Document segment:
▬▬▬▬▬▬▬▬▬▬
What Twitter’s Blue Tick says about the value of symbols and authentication

Last Thursday (20th April 2023), Twitter began removing the blue ticks from formerly verified users who had failed to subscribe to the new Twitter Blue service.

The blue tick was once a symbol of “authenticity”, confirming that the holder of that account was indeed the person or institution referred to in the name or description of the account. Moreover, as the symbol was awarded to notable users (e.g., celebrities), it conferred a certain status to the respective account holders. Now, however, the same symbol has a different meaning. Now, the blue tick has come to denote someone that has subscribed to the Twitter Blue service, which, at the time of writing, includes features such as being able to edit tweets, fewer ads, longer messages, and content boosts. Here is a depiction of the change using the semiotics’ triangle: for the referent group of Twitter users, the symbol appended to an account (say, the late Queen Elizabeth II) has now come to denote a completely different object or concept.

Is this just a question of semantics? Or, does this change matter and, if so, for whom?

To unpack these questions we need to consider a number of issues, including: the meaning of the blue tick symbol, the value of user verification, and the consequences for different types of users.

Let’s try to do that.

Issue: Same symbol, new meaning

The problem here is one of communication.

When people use the same symbol to mean different things, misunderstandings occur. The consequence of that misunderstanding could be just wasted time, but it could also be wasted money, missed opportunities, conflict…

Think of the hand sign that brings your thumb and your index finger together which means OK in some cultures vs. money in others, but could also be deemed an homophobic or racist insult in other contexts.

Whether on purpose (because Twitter wanted to hold on to the halo effect of the old meaning), or through negligence, by keeping the same symbol, Twitter is creating a situation where some users may misunderstand what the symbol stands for. Specifically, they may interpret the symbol as still representing the authenticity of the account and, indirectly, the notable status of the account holder. The misunderstanding is further compounded by the fact that, at the time of writing this, Twitter continues to use the blue tick for some accounts that have not subscribed to the service.

An example of this confusion – and its consequences – occurred when an account with the username @EliLillyandCo, and the “new” blue tick, tweeted that: “We are excited to announced insulin is free now.”

Users thought that the account belonged to the pharmaceutical company Eli Lilly (which uses the Twitter handle @LillyPad), and quickly amplified the message with numerous likes and retweets. The misunderstanding reputedly drove down the value of Eli Lilly’s shares plus, no doubt, generated much confusion and time wasted among patients, medical professionals, charities and so on.

The problem of misunderstanding could have been easily avoided: If Twitter wanted to minimise the risk of misunderstandings, it should have used a new, different symbol for the new service.

Issue 2: Lack of authenticity signifier

The problem here is one of value.

The “old” blue tick was a short-cut to show / assess the authenticity of the account holder. In other words, that a) users could trust the content produced by a given account; and that b) account holders could trust that no other users would be able to impersonate them.

Trust has been shown to be essential in driving use of social media channels, both for content users and for content producers, over and above functional features. As a content user, if I can’t trust that what I am reading is true, I am unlikely to rely on the platform for information. I am also unlikely to follow new users, and to like or retweet the content.
▬▬▬▬▬▬▬▬▬▬
[Saved data entries]
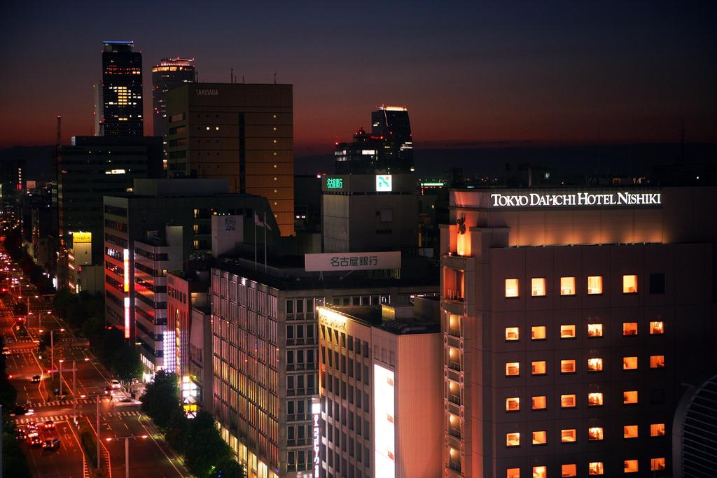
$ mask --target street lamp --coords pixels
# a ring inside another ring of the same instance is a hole
[[[130,478],[130,440],[137,439],[146,439],[148,438],[149,435],[129,435],[128,436],[110,436],[110,438],[105,438],[106,441],[112,441],[113,440],[120,440],[125,441],[125,477],[126,478]]]

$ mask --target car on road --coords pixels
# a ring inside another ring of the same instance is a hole
[[[54,450],[60,448],[60,439],[57,438],[52,438],[49,440],[45,440],[44,443],[42,444],[42,448],[46,450]]]

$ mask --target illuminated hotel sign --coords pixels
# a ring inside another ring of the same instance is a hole
[[[376,192],[386,192],[390,193],[393,186],[391,186],[391,175],[390,174],[376,174]]]
[[[396,413],[394,373],[374,364],[374,435],[376,478],[396,476]]]
[[[401,252],[328,252],[305,254],[307,272],[401,269]]]
[[[662,193],[655,192],[516,193],[490,194],[490,207],[586,207],[661,206]]]

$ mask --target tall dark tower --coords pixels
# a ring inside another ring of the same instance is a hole
[[[152,122],[154,135],[167,134],[167,92],[195,80],[194,58],[163,58],[152,67]]]
[[[371,135],[383,137],[385,165],[391,173],[409,173],[413,168],[411,122],[405,106],[381,105],[371,113]]]
[[[141,136],[142,54],[133,42],[103,42],[102,97],[95,133],[105,136]]]

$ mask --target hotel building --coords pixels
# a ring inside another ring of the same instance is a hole
[[[440,475],[443,338],[438,302],[415,298],[421,302],[433,302],[435,313],[414,317],[412,305],[317,309],[315,477]]]
[[[671,476],[714,368],[716,216],[714,188],[452,191],[442,475]]]
[[[212,409],[250,478],[316,477],[317,306],[407,304],[437,292],[420,279],[364,271],[322,279],[303,265],[270,258],[265,273],[251,259],[225,258],[212,269]]]

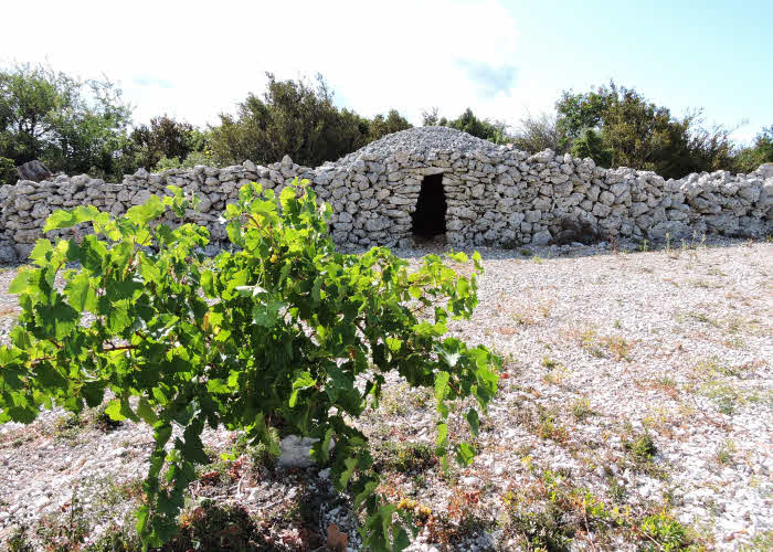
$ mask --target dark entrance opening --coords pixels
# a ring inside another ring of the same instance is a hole
[[[443,174],[424,177],[413,219],[413,235],[434,237],[445,234],[445,211],[447,208],[443,190]]]

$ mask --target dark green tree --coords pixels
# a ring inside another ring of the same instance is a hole
[[[506,132],[506,125],[504,123],[479,119],[469,107],[456,119],[446,121],[445,118],[442,118],[438,124],[455,128],[456,130],[462,130],[463,132],[467,132],[484,140],[493,141],[494,144],[507,144],[511,141],[511,138]]]
[[[378,140],[379,138],[383,138],[386,135],[391,135],[392,132],[399,132],[400,130],[406,130],[412,127],[413,125],[411,125],[405,117],[400,115],[396,109],[390,109],[386,117],[383,115],[377,115],[373,117],[373,119],[370,121],[370,132],[368,138],[370,141],[373,141]]]
[[[370,121],[339,109],[321,75],[317,75],[316,86],[267,75],[268,87],[262,98],[250,94],[239,105],[236,116],[221,114],[220,125],[212,128],[212,152],[219,162],[251,159],[271,163],[287,153],[300,164],[316,167],[407,128],[395,110]]]
[[[773,125],[756,135],[754,145],[742,148],[734,159],[738,172],[752,172],[763,163],[773,162]]]
[[[0,156],[40,159],[54,171],[120,174],[131,109],[109,81],[80,81],[49,67],[0,71]]]
[[[677,118],[667,107],[614,82],[586,94],[564,92],[557,109],[561,146],[573,150],[574,142],[584,137],[585,144],[578,148],[587,149],[589,137],[601,137],[594,151],[611,150],[610,166],[653,170],[666,178],[733,166],[729,131],[702,128],[700,110]],[[594,135],[584,134],[586,129]],[[596,160],[605,158],[603,153]]]
[[[590,157],[600,167],[608,168],[612,163],[612,149],[604,147],[604,140],[599,132],[586,128],[572,144],[572,156],[584,159]]]
[[[131,145],[138,166],[152,169],[161,158],[186,159],[191,151],[205,147],[202,132],[189,123],[174,120],[168,115],[153,117],[150,125],[139,125],[131,131]]]

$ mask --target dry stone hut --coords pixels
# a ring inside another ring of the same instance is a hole
[[[260,181],[279,190],[308,179],[333,208],[330,230],[341,246],[407,246],[444,235],[456,247],[549,244],[615,235],[663,240],[693,234],[763,236],[773,231],[773,163],[749,174],[727,171],[665,180],[654,172],[602,169],[591,159],[528,155],[445,127],[389,135],[316,169],[287,156],[268,167],[252,161],[195,167],[121,183],[82,174],[0,188],[0,262],[29,255],[55,209],[94,204],[120,214],[174,184],[202,198],[190,219],[225,240],[219,214],[239,188]]]

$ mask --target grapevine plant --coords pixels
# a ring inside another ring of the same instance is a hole
[[[152,426],[147,499],[137,512],[146,548],[177,531],[194,466],[209,461],[205,425],[244,431],[278,454],[282,423],[318,439],[313,457],[366,512],[366,544],[405,548],[411,512],[379,492],[368,440],[352,422],[378,406],[394,371],[434,389],[444,464],[447,453],[472,461],[469,444],[452,443],[448,416],[457,399],[486,408],[501,361],[444,335],[476,306],[479,255],[466,277],[436,255],[409,272],[386,248],[339,253],[330,206],[296,181],[278,197],[243,187],[222,220],[233,251],[208,259],[205,227],[166,223],[184,217],[197,198],[169,189],[119,217],[78,206],[47,219],[45,232],[89,223],[93,233],[39,240],[34,266],[10,286],[22,312],[11,344],[0,348],[0,423],[31,423],[54,405],[78,413],[109,391],[113,420]],[[451,257],[468,263],[463,253]],[[454,415],[477,434],[475,407]]]

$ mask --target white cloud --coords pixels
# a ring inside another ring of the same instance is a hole
[[[36,29],[30,36],[24,25],[8,25],[0,61],[104,73],[137,120],[168,113],[215,123],[248,92],[264,91],[265,71],[278,78],[319,72],[342,106],[367,116],[398,108],[413,123],[432,106],[451,117],[470,106],[511,120],[523,106],[546,107],[539,91],[519,85],[518,22],[489,0],[14,2],[4,10],[9,21],[36,15]]]

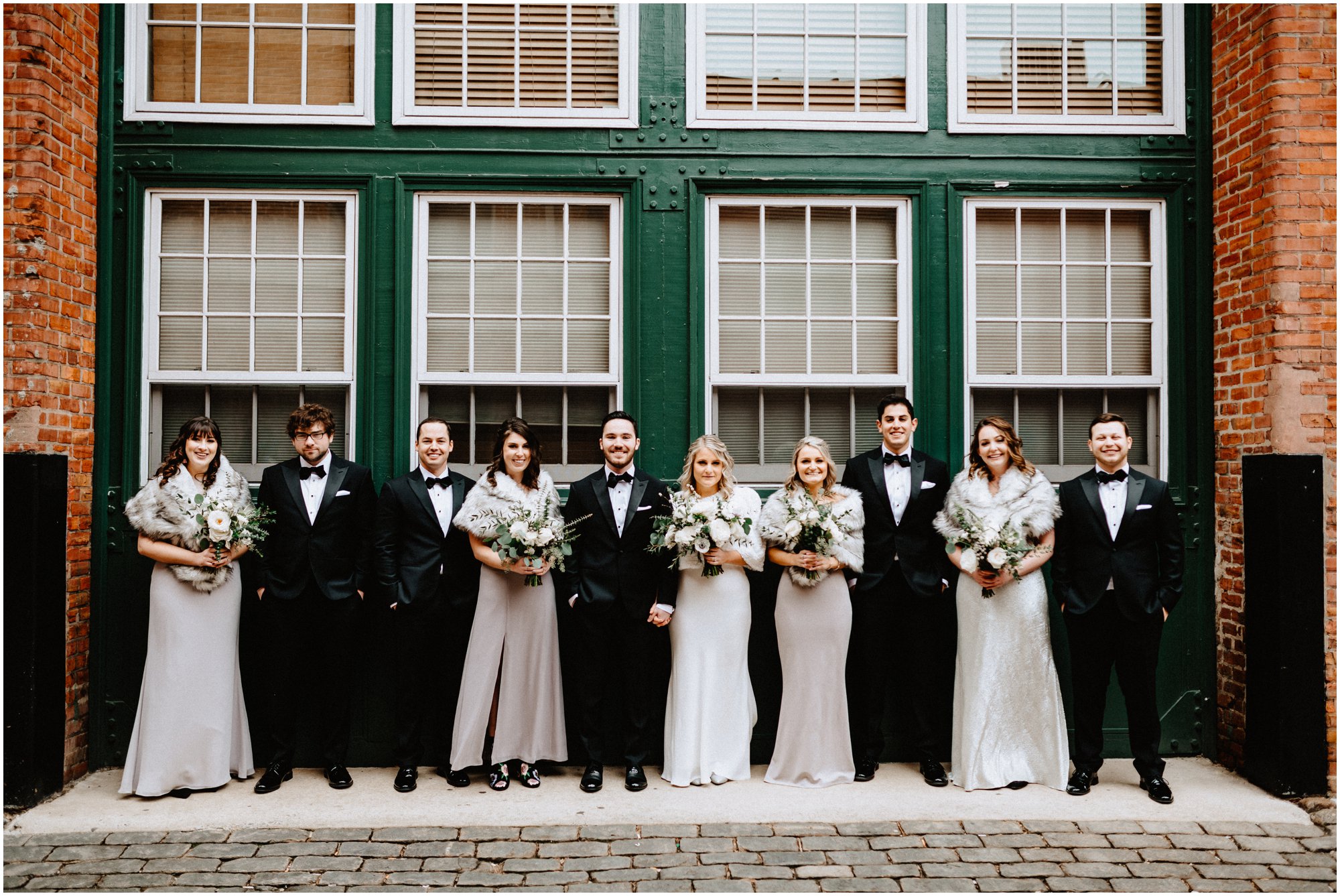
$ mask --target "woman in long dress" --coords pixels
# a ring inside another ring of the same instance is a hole
[[[758,720],[749,684],[749,579],[762,569],[758,492],[734,482],[734,460],[712,435],[689,445],[679,487],[750,519],[749,534],[679,559],[679,596],[670,617],[670,691],[665,767],[677,787],[749,778],[749,738]],[[721,567],[704,575],[704,563]]]
[[[212,547],[198,550],[197,495],[251,511],[247,480],[221,447],[214,421],[192,417],[126,503],[138,550],[154,571],[145,677],[121,793],[185,798],[255,771],[237,664],[243,586],[233,563],[247,547],[220,557]]]
[[[860,571],[866,514],[859,492],[835,484],[838,473],[823,439],[805,436],[797,441],[791,468],[760,519],[768,559],[787,567],[777,583],[776,610],[781,715],[764,781],[828,787],[851,783],[856,774],[844,675],[851,597],[842,570]],[[817,518],[819,507],[831,512],[828,519],[836,530],[829,533],[831,546],[825,553],[796,550],[803,524],[797,516]]]
[[[507,790],[512,759],[520,761],[521,783],[539,787],[536,762],[568,758],[549,562],[504,561],[492,547],[498,522],[521,508],[563,526],[553,479],[540,469],[540,443],[524,420],[512,417],[498,429],[493,463],[456,514],[484,569],[456,704],[452,767],[484,762],[485,739],[493,738],[493,790]],[[535,574],[540,585],[527,585]]]
[[[1033,546],[1017,571],[989,569],[958,547],[950,554],[962,570],[950,777],[965,790],[1018,790],[1030,782],[1064,790],[1069,767],[1041,573],[1060,504],[1022,448],[1009,421],[978,423],[967,468],[954,478],[935,518],[951,546],[967,541],[965,519],[980,520],[988,535],[1012,527]],[[985,597],[986,590],[994,594]]]

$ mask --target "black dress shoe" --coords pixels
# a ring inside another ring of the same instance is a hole
[[[293,770],[281,762],[272,762],[265,769],[265,774],[256,782],[256,793],[271,793],[279,790],[279,785],[293,777]]]
[[[1172,789],[1163,778],[1140,778],[1140,790],[1150,794],[1150,799],[1164,806],[1172,802]]]
[[[399,775],[397,775],[398,778]],[[348,774],[348,769],[344,766],[331,766],[326,770],[326,781],[331,783],[335,790],[344,790],[354,786],[354,779]]]
[[[1069,782],[1065,785],[1065,793],[1072,797],[1083,797],[1089,791],[1089,787],[1097,783],[1096,771],[1079,770],[1071,775]]]
[[[465,774],[460,769],[453,769],[452,766],[438,766],[437,774],[446,778],[446,783],[452,785],[453,787],[470,786],[470,775]]]
[[[922,778],[931,787],[943,787],[949,783],[949,775],[945,774],[945,766],[939,765],[934,759],[922,759],[921,773]]]
[[[350,783],[352,783],[352,781],[350,781]],[[331,783],[331,786],[334,787],[335,785]],[[393,783],[391,786],[399,790],[401,793],[409,793],[410,790],[414,790],[414,787],[418,787],[418,769],[415,769],[414,766],[401,766],[401,770],[395,773],[395,783]]]

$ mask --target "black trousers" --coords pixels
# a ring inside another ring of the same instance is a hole
[[[1087,613],[1067,613],[1065,630],[1071,640],[1071,688],[1075,695],[1075,754],[1071,759],[1076,771],[1097,771],[1103,765],[1103,711],[1115,665],[1116,683],[1126,700],[1135,770],[1142,778],[1163,777],[1154,679],[1163,637],[1163,614],[1130,620],[1122,614],[1116,594],[1108,592]]]
[[[647,600],[647,612],[651,601]],[[582,746],[590,761],[641,766],[647,759],[667,677],[658,659],[665,632],[615,605],[574,608],[580,655],[576,703]]]
[[[939,730],[954,692],[953,614],[942,602],[918,597],[894,562],[879,587],[854,592],[851,649],[847,652],[847,704],[855,759],[879,761],[884,752],[884,715],[896,673],[909,715],[899,720],[904,743],[918,759],[943,759]],[[946,622],[946,620],[949,620]]]
[[[332,601],[311,586],[288,601],[261,600],[269,636],[271,762],[293,765],[297,719],[315,704],[322,761],[326,767],[344,765],[359,602]]]
[[[448,766],[461,671],[470,644],[474,606],[445,600],[401,604],[391,610],[395,632],[395,765]]]

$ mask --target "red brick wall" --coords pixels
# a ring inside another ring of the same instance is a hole
[[[1336,8],[1215,5],[1213,66],[1218,758],[1250,762],[1241,457],[1324,455],[1335,793]]]
[[[98,7],[5,4],[4,31],[4,449],[70,456],[70,781],[88,767]]]

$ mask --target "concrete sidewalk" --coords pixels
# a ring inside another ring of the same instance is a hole
[[[1171,759],[1167,779],[1175,799],[1160,806],[1138,787],[1130,762],[1103,767],[1101,783],[1087,797],[1069,797],[1032,785],[1024,790],[927,787],[911,765],[884,765],[874,781],[821,790],[764,783],[754,766],[749,781],[724,786],[671,787],[659,769],[647,769],[643,793],[623,789],[622,769],[607,770],[598,794],[578,789],[582,770],[559,767],[537,790],[513,783],[490,793],[481,775],[456,789],[421,769],[418,790],[391,789],[394,769],[354,769],[350,790],[331,790],[320,771],[299,770],[272,794],[256,794],[252,782],[232,782],[190,799],[142,799],[117,793],[121,770],[88,775],[67,793],[16,817],[15,833],[72,830],[192,830],[197,828],[391,828],[419,825],[594,825],[705,822],[855,822],[890,818],[949,820],[1036,818],[1106,821],[1253,821],[1308,824],[1293,803],[1277,799],[1206,759]]]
▬▬▬▬▬▬▬▬▬▬
What you will do:
A. Answer these questions using the article on Twitter's blue tick.
(i) On what date did Twitter begin removing blue ticks from formerly verified users?
(ii) Which Twitter handle does the pharmaceutical company Eli Lilly use?
(iii) What does the article say Twitter should have used for the new service to minimize the risk of misunderstandings?
B. Translate this sentence from the article on Twitter's blue tick into Spanish: "When people use the same symbol to mean different things, misunderstandings occur."

Per-task outputs:
A.
(i) Thursday, 20th April 2023.
(ii) @LillyPad.
(iii) A new, different symbol.

B. Cuando las personas usan el mismo símbolo para significar cosas distintas, se producen malentendidos.